# Start of Given records

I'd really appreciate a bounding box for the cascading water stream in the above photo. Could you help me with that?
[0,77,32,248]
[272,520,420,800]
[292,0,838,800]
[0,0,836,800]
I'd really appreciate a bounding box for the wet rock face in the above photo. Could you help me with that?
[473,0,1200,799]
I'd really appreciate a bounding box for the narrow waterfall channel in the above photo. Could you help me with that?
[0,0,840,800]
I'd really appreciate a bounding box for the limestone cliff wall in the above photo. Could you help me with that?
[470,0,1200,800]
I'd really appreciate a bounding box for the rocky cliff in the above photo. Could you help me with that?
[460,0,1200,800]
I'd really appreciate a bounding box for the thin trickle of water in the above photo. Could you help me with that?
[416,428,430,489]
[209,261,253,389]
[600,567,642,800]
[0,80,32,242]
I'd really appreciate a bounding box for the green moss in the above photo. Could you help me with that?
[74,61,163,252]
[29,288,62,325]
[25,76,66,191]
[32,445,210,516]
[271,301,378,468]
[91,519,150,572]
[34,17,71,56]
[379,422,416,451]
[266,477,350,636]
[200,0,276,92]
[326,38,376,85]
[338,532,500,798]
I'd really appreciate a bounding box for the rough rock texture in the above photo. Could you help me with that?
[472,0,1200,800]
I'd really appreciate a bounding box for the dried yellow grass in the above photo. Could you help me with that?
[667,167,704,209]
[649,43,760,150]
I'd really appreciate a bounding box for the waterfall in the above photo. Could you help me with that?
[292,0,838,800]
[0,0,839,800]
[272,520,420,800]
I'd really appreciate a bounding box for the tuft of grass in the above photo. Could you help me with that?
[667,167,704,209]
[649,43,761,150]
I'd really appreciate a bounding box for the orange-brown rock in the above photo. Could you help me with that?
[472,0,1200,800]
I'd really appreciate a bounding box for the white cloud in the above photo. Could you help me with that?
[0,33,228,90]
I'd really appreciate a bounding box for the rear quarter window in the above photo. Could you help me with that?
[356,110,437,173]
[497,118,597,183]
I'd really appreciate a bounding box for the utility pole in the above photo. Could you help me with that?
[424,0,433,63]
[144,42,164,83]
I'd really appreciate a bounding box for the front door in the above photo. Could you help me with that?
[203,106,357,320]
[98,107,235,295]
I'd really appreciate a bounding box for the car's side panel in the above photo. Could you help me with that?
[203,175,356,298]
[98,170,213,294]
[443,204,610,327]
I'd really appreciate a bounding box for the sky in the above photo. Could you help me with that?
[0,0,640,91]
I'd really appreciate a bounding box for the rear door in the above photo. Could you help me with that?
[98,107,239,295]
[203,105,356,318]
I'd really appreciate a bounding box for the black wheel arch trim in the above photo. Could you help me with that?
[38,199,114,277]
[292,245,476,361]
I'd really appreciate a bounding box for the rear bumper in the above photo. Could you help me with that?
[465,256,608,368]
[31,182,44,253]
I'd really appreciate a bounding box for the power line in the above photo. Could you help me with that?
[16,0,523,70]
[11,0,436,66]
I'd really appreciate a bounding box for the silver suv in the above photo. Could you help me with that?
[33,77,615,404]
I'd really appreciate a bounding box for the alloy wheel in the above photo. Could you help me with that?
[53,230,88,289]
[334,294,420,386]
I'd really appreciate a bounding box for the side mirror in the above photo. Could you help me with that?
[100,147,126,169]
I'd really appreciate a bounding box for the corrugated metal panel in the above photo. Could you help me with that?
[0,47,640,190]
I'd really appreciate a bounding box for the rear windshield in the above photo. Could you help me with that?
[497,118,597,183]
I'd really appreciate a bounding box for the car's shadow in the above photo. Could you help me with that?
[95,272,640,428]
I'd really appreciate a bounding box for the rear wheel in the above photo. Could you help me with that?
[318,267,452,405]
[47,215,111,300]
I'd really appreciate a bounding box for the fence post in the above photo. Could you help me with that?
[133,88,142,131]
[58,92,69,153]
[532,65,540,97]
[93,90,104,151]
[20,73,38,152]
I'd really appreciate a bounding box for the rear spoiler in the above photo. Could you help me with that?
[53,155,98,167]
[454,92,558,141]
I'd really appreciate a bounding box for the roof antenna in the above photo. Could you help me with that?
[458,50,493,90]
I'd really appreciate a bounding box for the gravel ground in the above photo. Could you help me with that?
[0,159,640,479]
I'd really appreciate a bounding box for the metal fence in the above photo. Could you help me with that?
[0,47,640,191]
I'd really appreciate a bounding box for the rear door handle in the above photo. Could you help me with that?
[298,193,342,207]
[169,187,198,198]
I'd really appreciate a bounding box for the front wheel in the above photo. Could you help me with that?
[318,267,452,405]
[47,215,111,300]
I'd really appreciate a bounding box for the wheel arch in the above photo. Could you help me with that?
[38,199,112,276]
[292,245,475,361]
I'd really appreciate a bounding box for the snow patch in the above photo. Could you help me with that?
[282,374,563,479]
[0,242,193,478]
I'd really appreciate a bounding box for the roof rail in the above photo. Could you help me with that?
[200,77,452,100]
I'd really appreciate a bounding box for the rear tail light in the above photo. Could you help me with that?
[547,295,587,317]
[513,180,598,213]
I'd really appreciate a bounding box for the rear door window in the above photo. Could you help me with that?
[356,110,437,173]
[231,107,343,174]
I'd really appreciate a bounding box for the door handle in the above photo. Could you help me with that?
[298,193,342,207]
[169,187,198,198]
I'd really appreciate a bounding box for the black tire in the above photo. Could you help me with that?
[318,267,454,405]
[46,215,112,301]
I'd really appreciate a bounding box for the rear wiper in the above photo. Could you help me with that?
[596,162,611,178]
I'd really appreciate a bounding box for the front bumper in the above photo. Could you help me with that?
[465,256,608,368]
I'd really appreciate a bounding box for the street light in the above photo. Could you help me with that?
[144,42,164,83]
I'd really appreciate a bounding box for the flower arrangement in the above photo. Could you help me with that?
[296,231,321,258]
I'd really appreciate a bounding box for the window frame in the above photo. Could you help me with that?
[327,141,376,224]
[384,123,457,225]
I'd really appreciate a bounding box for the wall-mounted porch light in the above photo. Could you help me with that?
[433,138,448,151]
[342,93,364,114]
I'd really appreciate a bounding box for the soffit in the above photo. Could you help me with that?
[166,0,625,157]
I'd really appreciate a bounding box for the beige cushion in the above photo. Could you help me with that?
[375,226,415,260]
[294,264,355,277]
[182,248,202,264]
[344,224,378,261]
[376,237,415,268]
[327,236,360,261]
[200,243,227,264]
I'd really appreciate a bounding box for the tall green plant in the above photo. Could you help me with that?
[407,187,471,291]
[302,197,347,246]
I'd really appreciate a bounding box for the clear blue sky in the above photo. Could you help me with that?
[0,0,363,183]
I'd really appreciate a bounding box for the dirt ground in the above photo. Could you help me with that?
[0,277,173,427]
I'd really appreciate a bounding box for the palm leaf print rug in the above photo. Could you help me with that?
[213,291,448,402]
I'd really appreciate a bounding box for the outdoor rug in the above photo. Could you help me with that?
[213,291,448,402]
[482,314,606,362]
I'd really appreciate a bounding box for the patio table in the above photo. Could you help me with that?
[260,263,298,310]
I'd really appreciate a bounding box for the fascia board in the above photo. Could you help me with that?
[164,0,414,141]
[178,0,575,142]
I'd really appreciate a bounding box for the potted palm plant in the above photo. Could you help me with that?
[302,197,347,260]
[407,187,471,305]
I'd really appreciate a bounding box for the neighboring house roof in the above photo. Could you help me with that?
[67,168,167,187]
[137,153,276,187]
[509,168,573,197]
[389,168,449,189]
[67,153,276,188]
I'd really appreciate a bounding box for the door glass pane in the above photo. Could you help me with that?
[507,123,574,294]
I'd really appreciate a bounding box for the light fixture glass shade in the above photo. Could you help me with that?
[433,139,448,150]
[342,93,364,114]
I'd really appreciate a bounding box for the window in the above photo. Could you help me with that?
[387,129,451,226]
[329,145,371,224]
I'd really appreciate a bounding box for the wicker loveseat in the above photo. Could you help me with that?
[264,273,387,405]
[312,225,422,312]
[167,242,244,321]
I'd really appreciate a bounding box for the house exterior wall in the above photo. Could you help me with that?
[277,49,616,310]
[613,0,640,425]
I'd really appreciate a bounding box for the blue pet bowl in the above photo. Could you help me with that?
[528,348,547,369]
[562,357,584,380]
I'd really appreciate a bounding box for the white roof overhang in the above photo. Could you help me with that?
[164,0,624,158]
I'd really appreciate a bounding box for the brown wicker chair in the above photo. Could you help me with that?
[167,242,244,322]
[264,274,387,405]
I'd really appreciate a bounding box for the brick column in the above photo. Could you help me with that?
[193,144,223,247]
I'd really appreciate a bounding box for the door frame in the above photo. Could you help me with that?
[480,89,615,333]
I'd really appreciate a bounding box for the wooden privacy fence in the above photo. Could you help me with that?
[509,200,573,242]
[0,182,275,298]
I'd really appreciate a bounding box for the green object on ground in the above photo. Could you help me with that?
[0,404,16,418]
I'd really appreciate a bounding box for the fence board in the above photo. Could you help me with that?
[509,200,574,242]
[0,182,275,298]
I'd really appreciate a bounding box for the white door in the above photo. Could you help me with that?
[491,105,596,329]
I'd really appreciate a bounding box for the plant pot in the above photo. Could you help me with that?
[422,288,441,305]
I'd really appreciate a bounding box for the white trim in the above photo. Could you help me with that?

# End of Given records

# Brief:
Rewrite the lines starting at the one containing "I'd really appreciate a bounding box for the front wheel" and ending at the one containing "[292,245,475,361]", substituting "front tire" for "front wheel" and leaving all other text unchanged.

# Answer for the task:
I'd really appreciate a bounding box for the front tire in the above photo. Could you help me with that?
[318,267,452,405]
[47,215,111,300]
I'd really appreciate a bounding box for the wheel arch in the above photo. Could you help me with that?
[38,199,112,276]
[292,245,475,361]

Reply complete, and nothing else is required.